Exact copies are required of the lines from the line containing "TARGET = windshield" through the final line of the listing, both included, and of no other lines.
## begin Dataset records
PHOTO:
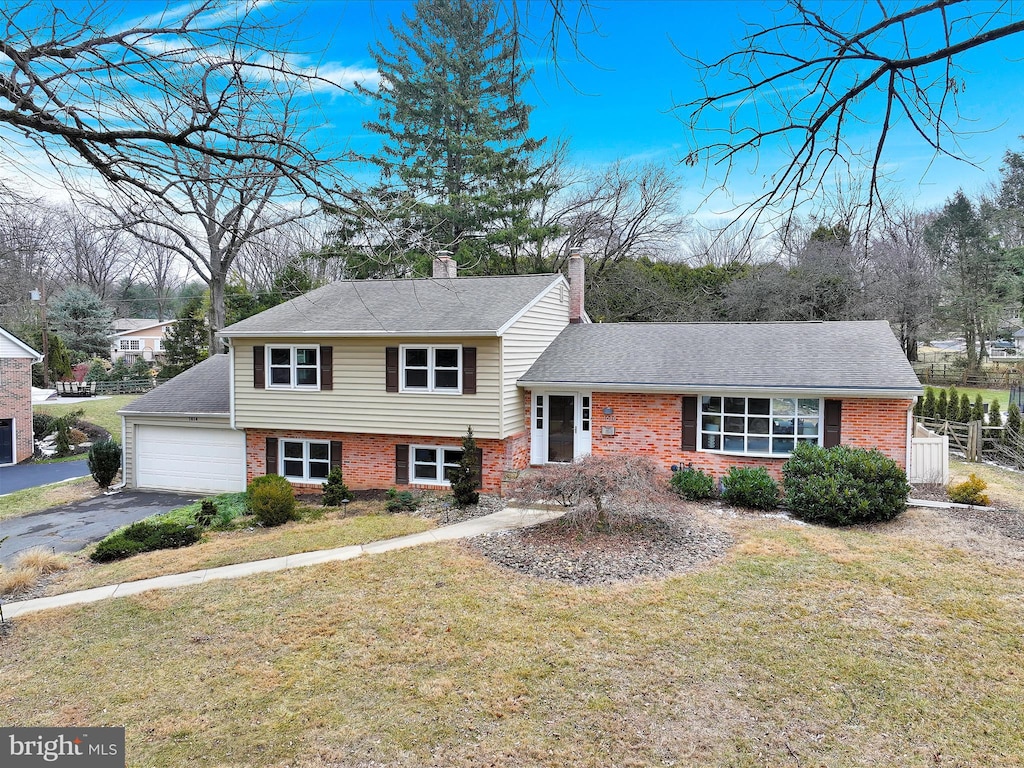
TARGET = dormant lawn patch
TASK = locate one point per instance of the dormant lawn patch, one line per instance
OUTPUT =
(801, 646)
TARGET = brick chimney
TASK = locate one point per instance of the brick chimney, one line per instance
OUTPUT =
(444, 265)
(576, 286)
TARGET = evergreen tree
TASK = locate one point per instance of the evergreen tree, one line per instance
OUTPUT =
(185, 341)
(466, 477)
(978, 410)
(994, 415)
(1013, 430)
(58, 358)
(964, 414)
(83, 321)
(457, 162)
(928, 411)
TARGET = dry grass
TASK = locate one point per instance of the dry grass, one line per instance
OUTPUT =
(242, 546)
(17, 581)
(35, 500)
(43, 560)
(805, 647)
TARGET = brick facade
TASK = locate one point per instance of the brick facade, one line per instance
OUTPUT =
(15, 402)
(369, 461)
(651, 425)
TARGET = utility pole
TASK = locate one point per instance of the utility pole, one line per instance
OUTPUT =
(40, 296)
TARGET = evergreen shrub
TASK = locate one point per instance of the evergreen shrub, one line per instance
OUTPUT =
(843, 485)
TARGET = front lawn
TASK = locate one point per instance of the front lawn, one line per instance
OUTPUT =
(803, 646)
(33, 500)
(99, 411)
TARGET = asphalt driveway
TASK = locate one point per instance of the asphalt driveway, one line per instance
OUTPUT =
(73, 526)
(23, 476)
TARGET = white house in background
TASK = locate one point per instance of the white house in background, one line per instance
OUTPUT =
(135, 337)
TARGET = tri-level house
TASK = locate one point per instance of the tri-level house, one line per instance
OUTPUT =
(16, 358)
(383, 378)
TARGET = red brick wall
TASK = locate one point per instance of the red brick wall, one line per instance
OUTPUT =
(15, 401)
(368, 461)
(651, 425)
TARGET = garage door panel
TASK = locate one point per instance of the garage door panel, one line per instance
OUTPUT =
(189, 459)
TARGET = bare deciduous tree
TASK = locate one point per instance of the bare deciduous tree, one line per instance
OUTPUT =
(805, 85)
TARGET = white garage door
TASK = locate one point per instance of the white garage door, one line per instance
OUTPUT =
(189, 459)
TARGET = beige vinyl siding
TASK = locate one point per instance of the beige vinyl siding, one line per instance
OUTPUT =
(200, 422)
(522, 344)
(359, 401)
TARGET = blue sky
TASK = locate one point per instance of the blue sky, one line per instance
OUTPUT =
(619, 102)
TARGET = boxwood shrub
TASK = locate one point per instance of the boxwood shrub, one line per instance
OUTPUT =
(750, 486)
(270, 499)
(692, 484)
(144, 537)
(843, 485)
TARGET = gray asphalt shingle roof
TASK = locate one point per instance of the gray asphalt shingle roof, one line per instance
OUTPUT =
(203, 389)
(399, 306)
(855, 355)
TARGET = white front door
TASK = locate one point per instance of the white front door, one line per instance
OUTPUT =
(560, 424)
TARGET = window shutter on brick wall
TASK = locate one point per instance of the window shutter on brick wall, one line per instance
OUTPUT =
(478, 475)
(259, 368)
(391, 369)
(327, 368)
(271, 456)
(834, 423)
(401, 465)
(689, 423)
(469, 370)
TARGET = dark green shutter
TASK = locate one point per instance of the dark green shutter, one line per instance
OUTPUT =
(327, 368)
(834, 423)
(391, 369)
(689, 423)
(401, 465)
(271, 456)
(469, 370)
(259, 367)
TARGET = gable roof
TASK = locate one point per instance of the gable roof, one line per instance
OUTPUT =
(11, 346)
(464, 306)
(853, 357)
(150, 324)
(204, 389)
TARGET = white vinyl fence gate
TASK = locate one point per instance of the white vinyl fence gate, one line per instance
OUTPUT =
(929, 457)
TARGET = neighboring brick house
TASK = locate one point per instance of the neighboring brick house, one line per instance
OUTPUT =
(16, 358)
(383, 378)
(134, 338)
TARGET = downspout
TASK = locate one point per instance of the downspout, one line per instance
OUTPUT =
(124, 479)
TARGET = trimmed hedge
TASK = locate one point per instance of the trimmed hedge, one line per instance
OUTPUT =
(270, 499)
(843, 485)
(144, 537)
(692, 484)
(751, 486)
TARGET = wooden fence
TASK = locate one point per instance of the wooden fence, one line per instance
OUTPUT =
(943, 375)
(977, 441)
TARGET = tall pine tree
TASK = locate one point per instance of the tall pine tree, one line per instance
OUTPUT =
(457, 162)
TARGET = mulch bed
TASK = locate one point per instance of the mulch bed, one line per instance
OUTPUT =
(649, 548)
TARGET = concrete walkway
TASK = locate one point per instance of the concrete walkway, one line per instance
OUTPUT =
(507, 519)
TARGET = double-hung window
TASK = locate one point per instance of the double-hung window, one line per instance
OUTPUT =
(305, 460)
(434, 465)
(293, 367)
(431, 369)
(763, 426)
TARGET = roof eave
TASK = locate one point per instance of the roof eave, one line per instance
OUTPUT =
(352, 334)
(822, 391)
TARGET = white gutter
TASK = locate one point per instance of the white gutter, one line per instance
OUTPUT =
(682, 388)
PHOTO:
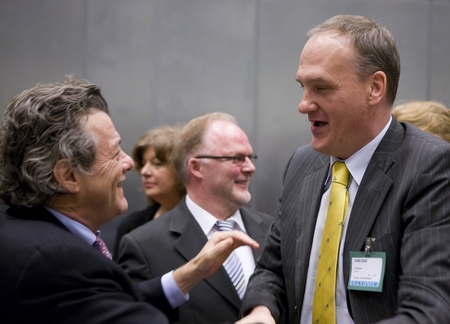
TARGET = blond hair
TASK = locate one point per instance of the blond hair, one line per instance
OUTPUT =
(430, 116)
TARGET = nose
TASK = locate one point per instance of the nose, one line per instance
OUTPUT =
(146, 169)
(307, 104)
(248, 166)
(127, 163)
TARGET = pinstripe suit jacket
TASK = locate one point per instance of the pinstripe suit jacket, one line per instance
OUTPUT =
(403, 201)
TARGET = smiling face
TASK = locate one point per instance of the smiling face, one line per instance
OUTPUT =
(226, 184)
(335, 99)
(101, 195)
(159, 179)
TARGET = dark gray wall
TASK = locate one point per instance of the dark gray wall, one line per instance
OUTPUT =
(165, 61)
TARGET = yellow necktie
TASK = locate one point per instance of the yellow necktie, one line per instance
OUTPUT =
(324, 305)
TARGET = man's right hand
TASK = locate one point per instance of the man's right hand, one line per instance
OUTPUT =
(259, 315)
(210, 258)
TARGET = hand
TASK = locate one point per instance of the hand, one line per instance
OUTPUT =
(259, 315)
(210, 258)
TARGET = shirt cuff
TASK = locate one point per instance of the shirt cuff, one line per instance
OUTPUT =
(174, 295)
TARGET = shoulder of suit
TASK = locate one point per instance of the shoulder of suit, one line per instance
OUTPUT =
(247, 211)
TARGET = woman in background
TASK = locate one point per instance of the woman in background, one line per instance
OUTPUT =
(152, 155)
(430, 116)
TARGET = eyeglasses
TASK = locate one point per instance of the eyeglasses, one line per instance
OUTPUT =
(238, 159)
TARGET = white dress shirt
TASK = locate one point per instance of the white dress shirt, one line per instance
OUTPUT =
(357, 165)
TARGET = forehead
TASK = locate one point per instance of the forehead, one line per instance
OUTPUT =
(101, 125)
(325, 56)
(227, 136)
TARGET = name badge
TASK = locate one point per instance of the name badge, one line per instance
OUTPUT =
(367, 271)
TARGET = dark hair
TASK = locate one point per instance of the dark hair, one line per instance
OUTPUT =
(41, 126)
(162, 140)
(375, 47)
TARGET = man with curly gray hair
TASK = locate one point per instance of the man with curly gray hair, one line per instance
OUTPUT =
(61, 173)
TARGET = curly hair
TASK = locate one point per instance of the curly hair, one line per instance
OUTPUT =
(375, 47)
(41, 126)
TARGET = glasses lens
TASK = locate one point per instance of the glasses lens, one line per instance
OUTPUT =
(240, 158)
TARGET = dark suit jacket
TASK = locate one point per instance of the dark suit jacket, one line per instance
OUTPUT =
(403, 202)
(171, 240)
(132, 221)
(49, 275)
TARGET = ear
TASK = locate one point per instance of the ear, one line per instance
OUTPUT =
(378, 84)
(66, 176)
(195, 168)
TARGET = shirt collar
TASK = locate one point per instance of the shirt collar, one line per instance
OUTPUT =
(358, 162)
(207, 220)
(75, 227)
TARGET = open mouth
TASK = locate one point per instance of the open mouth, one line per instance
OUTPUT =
(319, 124)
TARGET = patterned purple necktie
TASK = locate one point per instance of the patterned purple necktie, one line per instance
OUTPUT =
(100, 245)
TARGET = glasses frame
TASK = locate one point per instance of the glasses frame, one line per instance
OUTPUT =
(237, 159)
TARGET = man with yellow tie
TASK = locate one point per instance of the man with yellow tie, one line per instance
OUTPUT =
(362, 228)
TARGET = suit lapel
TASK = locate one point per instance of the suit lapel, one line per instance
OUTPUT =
(372, 192)
(254, 228)
(191, 240)
(310, 191)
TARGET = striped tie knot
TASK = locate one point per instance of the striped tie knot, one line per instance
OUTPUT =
(233, 265)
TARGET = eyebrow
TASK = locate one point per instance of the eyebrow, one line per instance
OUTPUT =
(312, 80)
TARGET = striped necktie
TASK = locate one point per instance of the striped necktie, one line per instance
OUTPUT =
(233, 265)
(324, 304)
(100, 245)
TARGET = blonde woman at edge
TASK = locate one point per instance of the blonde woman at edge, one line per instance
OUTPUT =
(152, 155)
(430, 116)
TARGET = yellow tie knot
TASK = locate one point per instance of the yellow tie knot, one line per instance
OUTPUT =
(340, 173)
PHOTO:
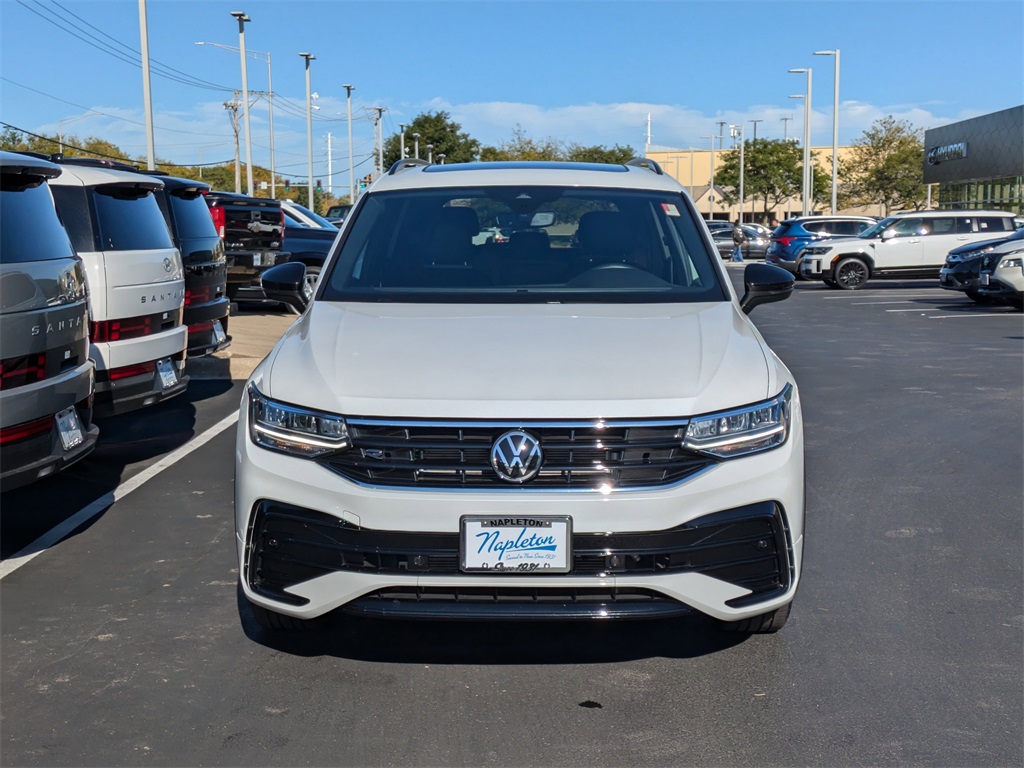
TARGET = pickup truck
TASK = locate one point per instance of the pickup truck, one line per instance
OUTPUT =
(253, 232)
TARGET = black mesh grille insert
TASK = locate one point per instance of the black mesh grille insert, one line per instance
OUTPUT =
(628, 455)
(748, 546)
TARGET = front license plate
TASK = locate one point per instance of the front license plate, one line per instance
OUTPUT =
(168, 376)
(516, 545)
(70, 428)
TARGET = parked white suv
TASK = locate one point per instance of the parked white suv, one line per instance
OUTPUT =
(906, 245)
(578, 423)
(135, 280)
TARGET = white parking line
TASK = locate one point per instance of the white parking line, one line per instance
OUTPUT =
(54, 535)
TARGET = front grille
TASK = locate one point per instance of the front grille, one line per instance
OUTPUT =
(748, 546)
(577, 456)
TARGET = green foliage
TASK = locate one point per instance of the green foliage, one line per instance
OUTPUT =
(437, 129)
(772, 173)
(886, 167)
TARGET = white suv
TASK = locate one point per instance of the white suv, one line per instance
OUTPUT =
(906, 245)
(578, 423)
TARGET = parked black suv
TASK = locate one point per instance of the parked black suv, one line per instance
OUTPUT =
(253, 232)
(962, 270)
(46, 376)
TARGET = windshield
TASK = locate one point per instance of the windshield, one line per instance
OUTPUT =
(564, 245)
(875, 231)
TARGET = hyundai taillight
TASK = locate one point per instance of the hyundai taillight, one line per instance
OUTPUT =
(24, 431)
(16, 372)
(218, 220)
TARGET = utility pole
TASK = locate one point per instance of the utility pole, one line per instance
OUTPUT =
(330, 172)
(232, 109)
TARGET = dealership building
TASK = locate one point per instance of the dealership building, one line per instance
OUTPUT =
(978, 163)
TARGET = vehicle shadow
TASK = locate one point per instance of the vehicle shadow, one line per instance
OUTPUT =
(128, 442)
(496, 642)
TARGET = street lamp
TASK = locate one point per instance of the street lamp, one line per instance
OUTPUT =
(245, 97)
(351, 162)
(309, 131)
(737, 130)
(711, 189)
(260, 56)
(808, 173)
(835, 123)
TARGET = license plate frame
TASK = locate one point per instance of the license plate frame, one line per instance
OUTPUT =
(69, 428)
(168, 375)
(536, 544)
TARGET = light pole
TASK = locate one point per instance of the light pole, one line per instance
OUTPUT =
(808, 173)
(245, 97)
(835, 123)
(737, 130)
(260, 56)
(351, 162)
(711, 188)
(143, 29)
(309, 131)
## end Dataset records
■ Final answer ■
TARGET = windshield
TASK = locate one point per instance of the windshield, one line per instance
OUTPUT =
(564, 245)
(875, 231)
TARGET = hyundai taillight
TASK = locate one point per instance of the hyundai taillight, one line per instance
OUTPUT =
(24, 431)
(16, 372)
(218, 220)
TARGET = utility pole
TASK = locate one point per instance of the utility pole, one line per instance
OUTPUT =
(330, 172)
(232, 109)
TARGET = dealership building
TASK = locate one point per instance of the dealership building, one line per instance
OUTPUT =
(978, 163)
TARGET = vehicle shadow
TASK = locate one point per instance of the vehicle shadow, one line per instance
OUTPUT =
(128, 442)
(496, 642)
TARGET = street lamp
TASK = locate one point per instance of the street lamp, one line per instance
OUTPUT =
(245, 97)
(351, 162)
(309, 131)
(737, 130)
(711, 189)
(260, 56)
(808, 173)
(835, 123)
TARGET = license plate frame
TASK = locate one point per instance of the license plate frame, one line per instance
OUTPUT =
(69, 428)
(168, 375)
(536, 544)
TARGET = light pole
TASK = locate one point per instance of the light pole, one line per instance
OUTPUT =
(808, 173)
(245, 97)
(835, 123)
(737, 130)
(260, 56)
(351, 162)
(711, 188)
(143, 29)
(309, 131)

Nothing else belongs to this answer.